===== TASK MATERIAL =====
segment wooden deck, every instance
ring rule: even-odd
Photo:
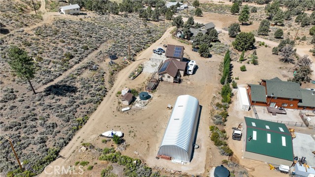
[[[274,107],[267,106],[267,110],[268,113],[272,113],[273,115],[275,115],[276,114],[286,114],[286,111],[284,108],[282,110],[280,110],[279,108],[276,109]]]

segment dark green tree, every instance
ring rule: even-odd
=====
**EXERCISE INSTRUCTIONS**
Print all of the lines above verbatim, leaving out the pictures.

**OUTPUT FOR THIS EXERCISE**
segment wooden deck, every instance
ring rule: even-odd
Photo:
[[[274,107],[267,106],[267,110],[268,113],[272,113],[273,115],[275,115],[276,114],[286,114],[286,111],[284,108],[282,110],[280,110],[279,108],[276,109]]]

segment dark green tree, every instance
ring rule: even-odd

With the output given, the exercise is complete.